- [Work to do]
A) Transcribe the part of the post on code generation starting with "Some explanation. CRUD" and going on through "the load method.".
B) List each kind of stored procedure that the post on code generation says is generated for CRUD operations.

- [Passage]
═══
Anti Code Generation March 19, 2013
I've been anti code generation ever since always. I have some good reasoning behind it. Recently, though, the company I work for has inherited code from another firm (always bad in my experience), and a lot of it was generated from an internal tool, and it made me think about why I have been against it, and made me more firm in my stance.
We actually use code generation for some projects, but we're smart / not wasteful about it.
Here's my selling point. If one becomes dependent on code generation, their data architecture can suffer grave consequences, in being inefficient, and generally not thought out. They will create any old architecture because it is of no cost to them, in terms of time. If you've been doing code generation against data structures, you have no reason to design an efficient one, reuse concepts across the entire structure, optimize for efficiency, and you might be stuck with certain data types and assumptions about past data that your code generates to, that you might even get stuck.
Some explanation. CRUD operations are generally easy to generate. You generate an insert stored procedure, an update (or combine them), a select and a delete. This is for one object in your database. So you have a customer object, with an address foreign key, now you have to get the Customer->AddressID and then do another call to get the Address data. But sometimes you don't want customer and address at the same time. So now you have two stored procedures. When I wrote an ORM, this was one thing I nipped in the bud. It would do the join and get all data for customer and address in one call, if you passed in "load references = true" to the load method.
═══
- [Given information]
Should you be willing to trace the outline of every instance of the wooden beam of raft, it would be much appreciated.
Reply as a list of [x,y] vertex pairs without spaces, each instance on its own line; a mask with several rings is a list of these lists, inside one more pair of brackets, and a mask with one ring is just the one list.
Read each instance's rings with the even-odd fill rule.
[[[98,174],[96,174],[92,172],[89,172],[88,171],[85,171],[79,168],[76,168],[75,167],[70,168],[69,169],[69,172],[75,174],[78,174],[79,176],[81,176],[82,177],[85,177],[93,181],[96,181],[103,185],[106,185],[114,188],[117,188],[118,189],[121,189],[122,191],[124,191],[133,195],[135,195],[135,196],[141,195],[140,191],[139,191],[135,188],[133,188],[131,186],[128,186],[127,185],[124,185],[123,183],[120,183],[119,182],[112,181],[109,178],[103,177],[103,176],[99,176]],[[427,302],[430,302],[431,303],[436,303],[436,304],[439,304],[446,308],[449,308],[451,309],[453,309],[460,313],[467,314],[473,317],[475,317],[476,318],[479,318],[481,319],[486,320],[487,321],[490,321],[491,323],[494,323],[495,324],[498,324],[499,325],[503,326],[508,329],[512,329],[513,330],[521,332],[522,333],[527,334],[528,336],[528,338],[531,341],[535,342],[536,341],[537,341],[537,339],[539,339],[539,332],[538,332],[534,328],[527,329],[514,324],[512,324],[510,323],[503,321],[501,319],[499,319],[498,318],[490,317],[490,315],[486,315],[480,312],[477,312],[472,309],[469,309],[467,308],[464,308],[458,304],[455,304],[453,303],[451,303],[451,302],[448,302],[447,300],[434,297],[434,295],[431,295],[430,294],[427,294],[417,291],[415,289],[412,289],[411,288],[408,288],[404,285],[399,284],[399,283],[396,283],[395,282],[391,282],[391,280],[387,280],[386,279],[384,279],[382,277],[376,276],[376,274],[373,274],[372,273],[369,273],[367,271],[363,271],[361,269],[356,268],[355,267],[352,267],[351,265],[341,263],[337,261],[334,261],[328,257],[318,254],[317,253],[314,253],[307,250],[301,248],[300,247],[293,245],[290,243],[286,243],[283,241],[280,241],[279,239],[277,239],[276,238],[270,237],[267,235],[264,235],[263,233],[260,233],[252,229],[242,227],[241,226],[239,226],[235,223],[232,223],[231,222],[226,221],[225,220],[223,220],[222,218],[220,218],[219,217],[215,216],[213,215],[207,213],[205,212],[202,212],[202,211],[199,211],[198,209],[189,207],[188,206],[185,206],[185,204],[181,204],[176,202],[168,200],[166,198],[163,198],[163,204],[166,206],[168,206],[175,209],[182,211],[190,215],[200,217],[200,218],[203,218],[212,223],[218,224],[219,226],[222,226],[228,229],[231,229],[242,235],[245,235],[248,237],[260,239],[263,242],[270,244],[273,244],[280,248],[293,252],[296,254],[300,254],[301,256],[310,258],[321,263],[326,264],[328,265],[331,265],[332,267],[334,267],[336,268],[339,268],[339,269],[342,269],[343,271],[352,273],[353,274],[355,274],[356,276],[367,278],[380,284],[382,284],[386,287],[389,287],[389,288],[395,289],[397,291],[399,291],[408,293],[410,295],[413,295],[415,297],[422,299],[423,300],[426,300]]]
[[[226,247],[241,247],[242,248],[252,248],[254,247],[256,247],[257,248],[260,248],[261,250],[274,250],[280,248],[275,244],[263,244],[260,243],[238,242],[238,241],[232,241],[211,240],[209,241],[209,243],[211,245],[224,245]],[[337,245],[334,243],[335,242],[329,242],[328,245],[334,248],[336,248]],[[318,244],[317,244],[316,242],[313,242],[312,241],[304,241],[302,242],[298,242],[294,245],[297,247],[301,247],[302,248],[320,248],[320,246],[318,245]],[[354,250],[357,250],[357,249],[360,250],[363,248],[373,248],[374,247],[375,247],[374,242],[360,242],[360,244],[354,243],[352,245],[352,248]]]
═══
- [Responses by task]
A)
Some explanation. CRUD operations are generally easy to generate. You generate an insert stored procedure, an update (or combine them), a select and a delete. This is for one object in your database. So you have a customer object, with an address foreign key, now you have to get the Customer->AddressID and then do another call to get the Address data. But sometimes you don't want customer and address at the same time. So now you have two stored procedures. When I wrote an ORM, this was one thing I nipped in the bud. It would do the join and get all data for customer and address in one call, if you passed in "load references = true" to the load method.

B) Insert, update, select, delete